Directions for this task
Pull every line with the word "road" out of the entries below.

--- Records shown ---

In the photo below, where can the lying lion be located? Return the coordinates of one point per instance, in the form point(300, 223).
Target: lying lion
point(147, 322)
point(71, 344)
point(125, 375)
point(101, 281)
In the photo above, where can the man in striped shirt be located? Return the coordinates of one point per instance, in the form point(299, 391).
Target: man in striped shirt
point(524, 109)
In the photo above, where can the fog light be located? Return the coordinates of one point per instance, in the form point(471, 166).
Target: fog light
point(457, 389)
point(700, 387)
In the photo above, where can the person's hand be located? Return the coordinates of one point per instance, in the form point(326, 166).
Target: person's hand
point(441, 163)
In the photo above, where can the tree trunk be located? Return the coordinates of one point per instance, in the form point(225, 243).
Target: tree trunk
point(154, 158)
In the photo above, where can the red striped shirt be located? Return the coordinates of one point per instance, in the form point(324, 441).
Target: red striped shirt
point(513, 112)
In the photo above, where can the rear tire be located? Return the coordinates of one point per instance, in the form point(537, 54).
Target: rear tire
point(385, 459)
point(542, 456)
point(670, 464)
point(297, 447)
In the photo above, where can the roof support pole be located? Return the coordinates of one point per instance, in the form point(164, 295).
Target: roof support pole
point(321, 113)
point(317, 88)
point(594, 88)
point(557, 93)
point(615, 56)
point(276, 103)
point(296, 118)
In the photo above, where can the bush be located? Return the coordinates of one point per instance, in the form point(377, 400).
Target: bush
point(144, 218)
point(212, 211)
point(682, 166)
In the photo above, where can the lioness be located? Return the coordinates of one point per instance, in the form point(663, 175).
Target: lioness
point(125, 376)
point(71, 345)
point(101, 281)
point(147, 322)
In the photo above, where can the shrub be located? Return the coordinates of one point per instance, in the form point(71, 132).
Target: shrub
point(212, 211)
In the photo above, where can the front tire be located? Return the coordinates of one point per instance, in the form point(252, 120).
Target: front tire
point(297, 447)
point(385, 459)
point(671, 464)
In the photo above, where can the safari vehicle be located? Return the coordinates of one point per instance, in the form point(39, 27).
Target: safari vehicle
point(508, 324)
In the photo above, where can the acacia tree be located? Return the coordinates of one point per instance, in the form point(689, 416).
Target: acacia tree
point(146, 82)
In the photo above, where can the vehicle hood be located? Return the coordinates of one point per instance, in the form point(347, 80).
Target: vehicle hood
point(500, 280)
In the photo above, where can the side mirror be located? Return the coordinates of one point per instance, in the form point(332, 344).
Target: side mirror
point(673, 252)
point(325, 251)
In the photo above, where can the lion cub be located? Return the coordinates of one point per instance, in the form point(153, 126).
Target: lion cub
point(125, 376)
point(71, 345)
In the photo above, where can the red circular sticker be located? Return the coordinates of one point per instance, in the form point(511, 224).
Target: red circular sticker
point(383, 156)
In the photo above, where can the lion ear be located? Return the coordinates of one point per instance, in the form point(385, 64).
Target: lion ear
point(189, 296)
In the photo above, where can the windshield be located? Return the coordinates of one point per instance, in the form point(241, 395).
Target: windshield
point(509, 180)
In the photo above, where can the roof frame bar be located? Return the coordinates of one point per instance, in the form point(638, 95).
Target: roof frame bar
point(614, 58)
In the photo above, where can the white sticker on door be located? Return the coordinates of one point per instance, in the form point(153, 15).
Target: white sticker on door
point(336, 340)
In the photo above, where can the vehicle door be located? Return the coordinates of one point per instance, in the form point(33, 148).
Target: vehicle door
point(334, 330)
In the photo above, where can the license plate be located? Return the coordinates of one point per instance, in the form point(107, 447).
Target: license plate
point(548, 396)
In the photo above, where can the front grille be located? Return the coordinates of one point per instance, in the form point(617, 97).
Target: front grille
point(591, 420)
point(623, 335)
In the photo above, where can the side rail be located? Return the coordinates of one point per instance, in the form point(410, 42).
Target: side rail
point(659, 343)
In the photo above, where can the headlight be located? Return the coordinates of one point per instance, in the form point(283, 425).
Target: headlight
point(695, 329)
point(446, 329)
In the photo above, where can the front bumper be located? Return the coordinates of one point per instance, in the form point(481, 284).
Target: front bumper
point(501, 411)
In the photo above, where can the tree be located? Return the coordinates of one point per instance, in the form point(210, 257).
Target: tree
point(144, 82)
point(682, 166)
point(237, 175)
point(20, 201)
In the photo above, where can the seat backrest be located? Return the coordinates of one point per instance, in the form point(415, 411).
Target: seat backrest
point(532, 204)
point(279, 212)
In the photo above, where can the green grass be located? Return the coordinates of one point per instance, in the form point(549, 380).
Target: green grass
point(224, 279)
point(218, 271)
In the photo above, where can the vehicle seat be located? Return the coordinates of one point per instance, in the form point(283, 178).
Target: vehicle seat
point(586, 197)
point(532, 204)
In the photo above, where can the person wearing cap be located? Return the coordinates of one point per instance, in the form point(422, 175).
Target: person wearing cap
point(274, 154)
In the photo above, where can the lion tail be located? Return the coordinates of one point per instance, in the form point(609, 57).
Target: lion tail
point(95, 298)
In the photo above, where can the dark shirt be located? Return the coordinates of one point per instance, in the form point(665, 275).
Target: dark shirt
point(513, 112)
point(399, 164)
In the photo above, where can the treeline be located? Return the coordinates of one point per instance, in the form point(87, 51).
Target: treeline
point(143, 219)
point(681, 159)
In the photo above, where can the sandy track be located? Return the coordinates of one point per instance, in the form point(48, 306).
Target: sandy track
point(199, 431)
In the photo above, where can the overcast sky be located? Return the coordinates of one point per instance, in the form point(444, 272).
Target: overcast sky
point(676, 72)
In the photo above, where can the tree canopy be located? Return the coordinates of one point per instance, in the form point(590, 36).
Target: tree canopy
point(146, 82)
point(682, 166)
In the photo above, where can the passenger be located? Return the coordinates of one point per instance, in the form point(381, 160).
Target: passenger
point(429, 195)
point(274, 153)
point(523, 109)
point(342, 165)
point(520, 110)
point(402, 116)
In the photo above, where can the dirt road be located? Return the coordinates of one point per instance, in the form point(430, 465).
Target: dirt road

---

Task response
In the photo above, where can the dirt road be located? Return the coordinates of one point per instance, in the form point(430, 465).
Target: dirt road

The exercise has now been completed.